__TASK INSTRUCTIONS__. Could you repeat, word for word, only the lines from the one containing "Greenhouse-scouting task: tag the flower" through the final line of the records below?

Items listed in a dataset
- Opening Delimiter -
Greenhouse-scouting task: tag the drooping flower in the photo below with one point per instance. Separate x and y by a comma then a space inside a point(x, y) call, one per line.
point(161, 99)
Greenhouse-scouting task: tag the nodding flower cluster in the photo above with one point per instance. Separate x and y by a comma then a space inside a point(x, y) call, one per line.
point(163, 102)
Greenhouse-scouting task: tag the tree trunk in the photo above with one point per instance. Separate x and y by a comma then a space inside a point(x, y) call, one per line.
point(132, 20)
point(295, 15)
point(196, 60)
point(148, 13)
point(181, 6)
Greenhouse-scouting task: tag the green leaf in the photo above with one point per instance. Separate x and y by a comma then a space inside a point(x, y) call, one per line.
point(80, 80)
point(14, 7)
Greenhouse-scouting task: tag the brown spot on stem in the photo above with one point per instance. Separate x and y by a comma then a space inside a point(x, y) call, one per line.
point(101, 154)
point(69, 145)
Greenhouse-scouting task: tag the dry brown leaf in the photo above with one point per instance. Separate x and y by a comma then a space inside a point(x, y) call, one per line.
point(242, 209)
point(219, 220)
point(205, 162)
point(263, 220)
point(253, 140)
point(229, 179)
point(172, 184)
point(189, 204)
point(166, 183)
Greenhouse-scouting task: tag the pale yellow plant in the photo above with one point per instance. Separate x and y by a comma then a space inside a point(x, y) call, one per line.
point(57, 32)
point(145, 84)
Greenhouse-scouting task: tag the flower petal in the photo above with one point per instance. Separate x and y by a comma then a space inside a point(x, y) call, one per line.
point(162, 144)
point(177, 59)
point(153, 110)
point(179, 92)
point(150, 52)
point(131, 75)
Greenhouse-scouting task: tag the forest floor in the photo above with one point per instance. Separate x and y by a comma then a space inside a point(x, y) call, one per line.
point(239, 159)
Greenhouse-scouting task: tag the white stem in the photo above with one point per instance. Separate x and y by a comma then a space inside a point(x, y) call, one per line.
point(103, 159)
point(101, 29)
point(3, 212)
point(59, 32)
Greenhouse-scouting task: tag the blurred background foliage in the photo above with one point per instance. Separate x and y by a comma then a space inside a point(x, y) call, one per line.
- Closing Delimiter -
__WORKED SOLUTION__.
Greenhouse-scouting task: tag the flower petal in the photo above with one point per instance. Separate x and y by a comma then a space inside a point(x, y) call, one per line.
point(162, 144)
point(177, 59)
point(153, 110)
point(179, 92)
point(150, 52)
point(131, 75)
Greenhouse-scouting task: tag the forest floor in the photo above with one point per instance. Separate x and y by a comma then a space inside a point(x, y) call, one per line.
point(239, 159)
Greenhouse-scouting task: tag the white stem in the photo above with one point per instance. Separate x and y by a comma then a space inside a point(x, y) call, one per line.
point(103, 159)
point(101, 29)
point(3, 212)
point(59, 32)
Greenhouse-scouting task: tag the blurred background foliage in the photo above with one point per instance. Separate x and y by a comma then a space inside a point(x, y) call, one per line.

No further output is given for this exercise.